-- Excerpted passage follows --

Calculate Similarity Between Article Elements Using spaCy
In this Python SEO tutorial, we’ll walk through a script that uses SpaCy to calculate similarity metrics between content keywords and an article’s body. This analysis helps SEOs and content creators assess content relevance and keyword alignment.
Using natural language processing (NLP), we’ll compute similarity scores to gauge how well keywords match main content. The script leverages multi-processing to speed up the processing of large datasets.
Table of Contents
Requirements and Assumptions
- Python 3 with SpaCy Installed: You’ll need SpaCy’s
en_core_web_mdlanguage model. - CSV File of Content Data: A CSV file (
blog_data.csv) with columnsbody_text,primary_keyword, andtopic_clustersfor analysis.- This CSV should contain the URL, title, primary keyword, and primary topic cluster
Step 1: Install SpaCy Language Model
First, download the SpaCy language model en_core_web_md, which provides vectors used for similarity calculations.
!python -m spacy download en_core_web_md > /dev/null
Step 2: Import Libraries
Import the necessary libraries: SpaCy for NLP, pandas for data handling, and concurrent.futures for multi-processing.
import pandas as pd
from google.cloud import bigquery
import google.auth
from statistics import mean
from concurrent.futures import ProcessPoolExecutor
import spacy
# Load SpaCy model
nlp = spacy.load("en_core_web_md")

-- Excerpted passage concluded --

■ **Problems to solve**
A. Answer these questions using the spaCy similarity tutorial:
(i) Which spaCy language model must be downloaded?
(ii) What does the script use to speed up the processing of large datasets?
(iii) Which library is imported for data handling?
B. According to the spaCy similarity tutorial, why does the first step download the en_core_web_md language model?
The records that come next are separate material, unrelated to the spaCy similarity tutorial.

-- Dataset entries follows --

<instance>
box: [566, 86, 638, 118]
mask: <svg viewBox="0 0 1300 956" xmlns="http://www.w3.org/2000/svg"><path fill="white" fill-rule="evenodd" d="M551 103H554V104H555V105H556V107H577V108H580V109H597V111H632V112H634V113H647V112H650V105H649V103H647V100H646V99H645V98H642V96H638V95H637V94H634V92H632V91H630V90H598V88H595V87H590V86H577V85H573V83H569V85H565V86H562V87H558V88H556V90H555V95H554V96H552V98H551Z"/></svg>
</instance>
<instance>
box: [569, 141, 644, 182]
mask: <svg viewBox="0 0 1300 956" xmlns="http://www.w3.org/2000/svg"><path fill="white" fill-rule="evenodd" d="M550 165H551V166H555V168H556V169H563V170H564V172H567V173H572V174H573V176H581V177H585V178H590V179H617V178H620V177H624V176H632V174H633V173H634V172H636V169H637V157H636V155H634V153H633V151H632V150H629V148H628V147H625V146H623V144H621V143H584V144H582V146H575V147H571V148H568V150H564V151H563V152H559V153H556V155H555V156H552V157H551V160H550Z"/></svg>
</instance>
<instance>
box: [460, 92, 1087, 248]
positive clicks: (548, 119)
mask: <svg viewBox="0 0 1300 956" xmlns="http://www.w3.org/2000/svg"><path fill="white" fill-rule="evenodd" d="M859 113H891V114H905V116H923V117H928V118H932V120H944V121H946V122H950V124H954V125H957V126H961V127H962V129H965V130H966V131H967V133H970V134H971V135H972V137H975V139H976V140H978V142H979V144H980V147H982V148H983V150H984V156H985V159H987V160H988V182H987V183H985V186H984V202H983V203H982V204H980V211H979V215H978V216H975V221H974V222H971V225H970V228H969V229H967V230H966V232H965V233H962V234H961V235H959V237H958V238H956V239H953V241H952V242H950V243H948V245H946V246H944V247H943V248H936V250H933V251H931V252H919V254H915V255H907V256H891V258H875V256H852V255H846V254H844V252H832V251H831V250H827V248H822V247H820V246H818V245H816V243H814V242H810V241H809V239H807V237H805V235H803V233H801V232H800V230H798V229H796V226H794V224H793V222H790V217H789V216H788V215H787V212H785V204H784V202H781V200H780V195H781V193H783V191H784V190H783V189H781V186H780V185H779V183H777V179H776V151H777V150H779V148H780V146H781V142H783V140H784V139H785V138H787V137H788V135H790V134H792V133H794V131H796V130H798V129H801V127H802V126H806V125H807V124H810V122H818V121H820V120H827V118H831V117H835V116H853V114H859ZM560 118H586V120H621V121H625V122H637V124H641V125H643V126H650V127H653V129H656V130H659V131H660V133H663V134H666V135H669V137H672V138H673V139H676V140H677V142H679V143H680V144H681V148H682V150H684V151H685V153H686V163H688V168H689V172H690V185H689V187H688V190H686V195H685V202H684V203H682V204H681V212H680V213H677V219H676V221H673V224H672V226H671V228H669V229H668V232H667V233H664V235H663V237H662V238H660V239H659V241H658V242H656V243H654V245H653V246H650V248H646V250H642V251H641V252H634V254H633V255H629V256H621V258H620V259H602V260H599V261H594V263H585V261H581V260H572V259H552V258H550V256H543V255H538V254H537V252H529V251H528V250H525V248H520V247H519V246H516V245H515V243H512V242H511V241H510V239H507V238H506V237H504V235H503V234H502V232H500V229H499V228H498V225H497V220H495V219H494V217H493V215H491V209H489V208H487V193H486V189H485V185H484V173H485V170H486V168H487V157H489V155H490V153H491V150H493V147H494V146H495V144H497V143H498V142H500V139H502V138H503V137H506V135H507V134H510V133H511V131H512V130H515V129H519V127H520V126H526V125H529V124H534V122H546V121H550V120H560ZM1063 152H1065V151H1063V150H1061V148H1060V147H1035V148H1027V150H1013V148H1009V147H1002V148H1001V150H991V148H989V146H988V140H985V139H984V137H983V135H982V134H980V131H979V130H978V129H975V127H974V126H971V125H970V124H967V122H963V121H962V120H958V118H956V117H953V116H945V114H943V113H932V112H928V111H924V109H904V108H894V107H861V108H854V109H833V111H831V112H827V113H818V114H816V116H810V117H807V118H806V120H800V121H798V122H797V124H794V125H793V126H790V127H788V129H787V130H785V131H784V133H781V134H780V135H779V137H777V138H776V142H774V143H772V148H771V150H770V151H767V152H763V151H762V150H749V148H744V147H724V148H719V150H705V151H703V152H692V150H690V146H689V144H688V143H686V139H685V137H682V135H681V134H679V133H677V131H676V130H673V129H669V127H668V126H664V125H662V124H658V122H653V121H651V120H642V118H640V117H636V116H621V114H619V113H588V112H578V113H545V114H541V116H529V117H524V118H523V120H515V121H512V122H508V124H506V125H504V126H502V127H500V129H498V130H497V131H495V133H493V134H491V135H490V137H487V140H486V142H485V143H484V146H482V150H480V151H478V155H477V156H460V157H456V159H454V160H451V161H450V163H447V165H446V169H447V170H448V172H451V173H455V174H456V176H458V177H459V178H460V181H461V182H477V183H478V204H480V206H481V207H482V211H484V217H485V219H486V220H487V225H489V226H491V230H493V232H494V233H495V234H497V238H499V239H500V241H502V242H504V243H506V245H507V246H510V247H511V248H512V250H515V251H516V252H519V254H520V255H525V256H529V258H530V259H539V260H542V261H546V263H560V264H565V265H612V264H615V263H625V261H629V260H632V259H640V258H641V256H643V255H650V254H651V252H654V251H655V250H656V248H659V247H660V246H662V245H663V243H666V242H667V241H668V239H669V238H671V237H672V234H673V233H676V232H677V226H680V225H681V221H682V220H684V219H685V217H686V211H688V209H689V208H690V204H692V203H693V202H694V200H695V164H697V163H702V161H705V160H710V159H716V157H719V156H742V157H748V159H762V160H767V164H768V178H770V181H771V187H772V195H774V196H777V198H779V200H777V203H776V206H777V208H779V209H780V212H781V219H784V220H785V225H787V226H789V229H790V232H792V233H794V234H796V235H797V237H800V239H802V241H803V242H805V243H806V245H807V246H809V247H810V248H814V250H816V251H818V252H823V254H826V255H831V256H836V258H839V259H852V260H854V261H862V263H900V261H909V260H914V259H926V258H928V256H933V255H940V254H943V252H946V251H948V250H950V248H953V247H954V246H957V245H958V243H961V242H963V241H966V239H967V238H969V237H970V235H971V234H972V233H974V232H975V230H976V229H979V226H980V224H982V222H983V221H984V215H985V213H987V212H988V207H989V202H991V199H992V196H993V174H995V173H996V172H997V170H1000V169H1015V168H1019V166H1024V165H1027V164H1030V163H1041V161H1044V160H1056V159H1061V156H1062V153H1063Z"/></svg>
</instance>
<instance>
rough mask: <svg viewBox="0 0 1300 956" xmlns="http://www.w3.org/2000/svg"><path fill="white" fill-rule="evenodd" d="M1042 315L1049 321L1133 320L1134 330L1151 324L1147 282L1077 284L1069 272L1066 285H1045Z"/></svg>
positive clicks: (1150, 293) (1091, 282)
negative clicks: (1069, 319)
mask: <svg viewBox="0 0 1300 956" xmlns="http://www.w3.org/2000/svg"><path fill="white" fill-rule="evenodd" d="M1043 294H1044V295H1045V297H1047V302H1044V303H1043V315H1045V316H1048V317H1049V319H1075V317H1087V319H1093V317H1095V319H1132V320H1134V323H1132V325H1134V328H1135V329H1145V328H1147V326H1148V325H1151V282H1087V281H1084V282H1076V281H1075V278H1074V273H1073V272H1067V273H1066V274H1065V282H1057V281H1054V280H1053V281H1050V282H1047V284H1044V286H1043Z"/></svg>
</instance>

-- Dataset entries concluded --

■ **Task results**
A.
(i) en_core_web_md
(ii) Multi-processing
(iii) pandas

B. The en_core_web_md model provides the vectors that the script uses for its similarity calculations.